Extract provided:
## START

Sacred Marriage

Troy and I went to a marriage seminar several months ago. I thought I had written about it here, but found a half-post buried in my drafts waiting for my attention. I've really been thinking much about what the speaker said lately.

After going to a Christian school 1st - 12th grades, a Christian college for 5 years, a couple (or three?) Faulkner/ Brecheen seminars, and various and sundry other sermons and Sunday school curricula, I went to the seminar prepared to hear things I had heard many times before. But, I figured it couldn't hurt for Troy and I to be reminded that we need to take time for each other and hold hands more often (we're pretty good hand-holders -- any more hand-holding and it really may inhibit our day-to-day activities). I was completely blown away.

Gary Thomas was our speaker, and he looks about 12. At first glance, you wouldn't have imagined that he had even been married long enough to have much to say about it. He's also incredibly soft-spoken. I initially thought it may be a very long day. But he is very enjoyable to listen to, and basically said something that, not only had I never heard before, but it had never even crossed my mind.

His basic premise is that this idea that marriage is for MY happiness and romance is a Hollywood idea, and fairly recent in the history of mankind.

## END

Data listing:
## START

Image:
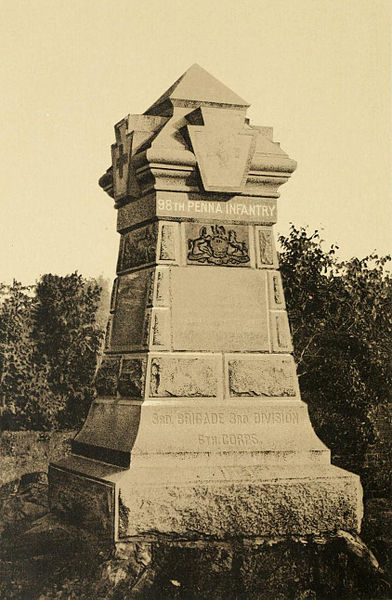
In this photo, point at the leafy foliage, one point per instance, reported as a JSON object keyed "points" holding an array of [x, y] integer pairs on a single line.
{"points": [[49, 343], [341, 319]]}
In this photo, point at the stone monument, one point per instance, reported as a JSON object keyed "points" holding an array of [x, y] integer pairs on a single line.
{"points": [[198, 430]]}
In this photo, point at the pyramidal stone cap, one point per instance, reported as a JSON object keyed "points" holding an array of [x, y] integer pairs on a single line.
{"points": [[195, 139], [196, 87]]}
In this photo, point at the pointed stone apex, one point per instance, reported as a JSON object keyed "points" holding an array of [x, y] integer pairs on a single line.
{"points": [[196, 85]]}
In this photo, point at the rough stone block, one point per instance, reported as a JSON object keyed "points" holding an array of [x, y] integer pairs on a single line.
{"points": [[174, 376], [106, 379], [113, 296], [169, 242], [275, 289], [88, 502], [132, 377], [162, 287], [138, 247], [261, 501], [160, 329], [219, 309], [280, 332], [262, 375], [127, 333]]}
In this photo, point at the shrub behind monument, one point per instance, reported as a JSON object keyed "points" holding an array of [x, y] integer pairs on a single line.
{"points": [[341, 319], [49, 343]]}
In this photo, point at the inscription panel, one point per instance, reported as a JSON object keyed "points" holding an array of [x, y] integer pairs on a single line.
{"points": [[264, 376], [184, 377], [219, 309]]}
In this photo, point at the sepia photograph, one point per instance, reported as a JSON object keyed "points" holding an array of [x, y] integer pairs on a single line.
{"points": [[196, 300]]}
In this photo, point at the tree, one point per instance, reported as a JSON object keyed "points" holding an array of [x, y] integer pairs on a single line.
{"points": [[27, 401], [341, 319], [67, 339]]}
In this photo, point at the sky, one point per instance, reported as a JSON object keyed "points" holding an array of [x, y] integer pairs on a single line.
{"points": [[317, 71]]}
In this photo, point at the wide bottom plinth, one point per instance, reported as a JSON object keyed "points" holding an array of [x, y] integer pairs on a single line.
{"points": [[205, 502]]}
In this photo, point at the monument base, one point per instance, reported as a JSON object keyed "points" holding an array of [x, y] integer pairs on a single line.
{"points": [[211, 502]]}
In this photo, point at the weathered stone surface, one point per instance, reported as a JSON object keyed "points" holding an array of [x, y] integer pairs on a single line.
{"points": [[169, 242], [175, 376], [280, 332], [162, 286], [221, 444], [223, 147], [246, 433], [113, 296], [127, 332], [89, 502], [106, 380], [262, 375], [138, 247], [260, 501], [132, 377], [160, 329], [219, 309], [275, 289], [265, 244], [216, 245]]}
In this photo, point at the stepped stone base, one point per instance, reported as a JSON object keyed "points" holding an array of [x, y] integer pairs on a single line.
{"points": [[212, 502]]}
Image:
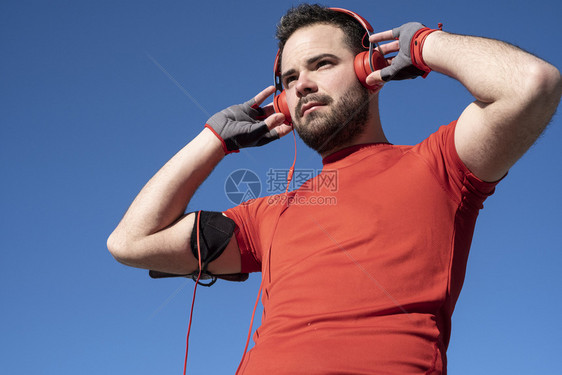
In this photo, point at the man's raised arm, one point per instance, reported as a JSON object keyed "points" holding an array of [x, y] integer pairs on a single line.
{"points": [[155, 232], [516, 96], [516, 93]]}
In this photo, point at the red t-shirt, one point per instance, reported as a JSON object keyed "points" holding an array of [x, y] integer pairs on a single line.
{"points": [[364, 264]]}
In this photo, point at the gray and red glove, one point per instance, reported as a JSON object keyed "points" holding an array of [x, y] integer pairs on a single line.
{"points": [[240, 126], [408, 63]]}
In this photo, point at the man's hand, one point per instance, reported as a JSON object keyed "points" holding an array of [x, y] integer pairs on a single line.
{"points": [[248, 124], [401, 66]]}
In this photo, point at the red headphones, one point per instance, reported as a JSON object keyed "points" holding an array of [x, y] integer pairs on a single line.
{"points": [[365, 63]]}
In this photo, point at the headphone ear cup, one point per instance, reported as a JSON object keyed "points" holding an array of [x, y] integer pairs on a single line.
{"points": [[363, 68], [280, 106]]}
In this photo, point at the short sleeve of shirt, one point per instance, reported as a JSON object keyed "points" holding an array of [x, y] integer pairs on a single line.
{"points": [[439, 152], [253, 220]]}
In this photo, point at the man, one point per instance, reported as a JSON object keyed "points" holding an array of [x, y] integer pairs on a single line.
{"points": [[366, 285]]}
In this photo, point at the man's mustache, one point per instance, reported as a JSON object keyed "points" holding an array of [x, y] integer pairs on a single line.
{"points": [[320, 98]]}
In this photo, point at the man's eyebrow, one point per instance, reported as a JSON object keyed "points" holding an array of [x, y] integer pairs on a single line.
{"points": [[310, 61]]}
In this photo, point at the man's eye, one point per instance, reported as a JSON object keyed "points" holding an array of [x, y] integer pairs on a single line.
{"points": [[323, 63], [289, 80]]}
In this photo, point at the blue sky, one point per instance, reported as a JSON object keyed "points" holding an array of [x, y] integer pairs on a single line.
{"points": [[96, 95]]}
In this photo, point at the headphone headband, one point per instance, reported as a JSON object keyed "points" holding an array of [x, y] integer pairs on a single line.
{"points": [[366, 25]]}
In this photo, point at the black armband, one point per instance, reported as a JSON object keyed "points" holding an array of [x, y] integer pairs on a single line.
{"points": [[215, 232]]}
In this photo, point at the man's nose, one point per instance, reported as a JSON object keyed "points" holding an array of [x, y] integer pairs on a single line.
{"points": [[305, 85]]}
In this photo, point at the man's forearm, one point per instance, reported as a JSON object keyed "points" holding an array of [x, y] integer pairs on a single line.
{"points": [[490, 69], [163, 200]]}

## END
## START

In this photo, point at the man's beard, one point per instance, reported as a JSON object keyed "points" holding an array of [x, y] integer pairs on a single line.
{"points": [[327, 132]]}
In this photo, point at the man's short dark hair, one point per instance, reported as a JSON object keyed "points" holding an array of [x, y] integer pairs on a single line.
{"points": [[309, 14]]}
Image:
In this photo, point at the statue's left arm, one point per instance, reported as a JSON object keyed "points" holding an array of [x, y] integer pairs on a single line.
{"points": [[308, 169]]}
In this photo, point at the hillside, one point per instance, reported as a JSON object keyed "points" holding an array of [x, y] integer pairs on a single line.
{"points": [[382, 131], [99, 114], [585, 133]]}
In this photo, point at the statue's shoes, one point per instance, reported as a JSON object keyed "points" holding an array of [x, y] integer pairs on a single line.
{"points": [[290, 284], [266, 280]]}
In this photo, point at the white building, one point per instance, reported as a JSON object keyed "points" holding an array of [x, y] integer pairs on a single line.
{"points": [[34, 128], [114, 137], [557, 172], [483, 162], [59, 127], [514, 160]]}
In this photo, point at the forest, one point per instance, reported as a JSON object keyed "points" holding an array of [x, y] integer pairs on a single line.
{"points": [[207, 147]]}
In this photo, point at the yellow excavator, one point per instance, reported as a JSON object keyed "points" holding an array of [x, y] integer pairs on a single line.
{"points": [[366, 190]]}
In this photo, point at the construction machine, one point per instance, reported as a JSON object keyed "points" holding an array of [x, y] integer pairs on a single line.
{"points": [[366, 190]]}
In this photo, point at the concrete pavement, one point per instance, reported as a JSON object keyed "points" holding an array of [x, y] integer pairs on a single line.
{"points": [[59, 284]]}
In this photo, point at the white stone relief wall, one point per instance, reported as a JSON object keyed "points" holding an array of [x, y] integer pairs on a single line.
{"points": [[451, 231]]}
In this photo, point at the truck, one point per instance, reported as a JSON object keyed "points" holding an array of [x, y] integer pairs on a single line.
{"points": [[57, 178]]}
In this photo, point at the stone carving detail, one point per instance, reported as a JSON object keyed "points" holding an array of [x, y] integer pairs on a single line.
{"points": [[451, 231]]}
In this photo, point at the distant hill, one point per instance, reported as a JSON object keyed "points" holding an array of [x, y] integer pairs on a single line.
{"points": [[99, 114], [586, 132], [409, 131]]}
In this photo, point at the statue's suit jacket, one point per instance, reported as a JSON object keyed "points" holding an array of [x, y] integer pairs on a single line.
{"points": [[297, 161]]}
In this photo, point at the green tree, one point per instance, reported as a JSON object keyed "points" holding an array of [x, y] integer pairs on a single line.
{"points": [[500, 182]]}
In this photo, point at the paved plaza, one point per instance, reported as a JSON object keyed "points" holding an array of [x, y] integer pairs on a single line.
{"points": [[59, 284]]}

## END

Parts of the exercise:
a) Answer each of these about the marriage seminar post on its own line, marked (i), (ii), (iii):
(i) Who was the speaker at the seminar?
(ii) For how many years did the writer attend a Christian college?
(iii) Where did the writer find the half-post about the seminar?
b) Can you reproduce everything in the marriage seminar post from "Sacred Marriage" down to "speaker said lately."?

The results:
a)
(i) Gary Thomas
(ii) 5 years
(iii) Buried in the writer's drafts

b)
Sacred Marriage

Troy and I went to a marriage seminar several months ago. I thought I had written about it here, but found a half-post buried in my drafts waiting for my attention. I've really been thinking much about what the speaker said lately.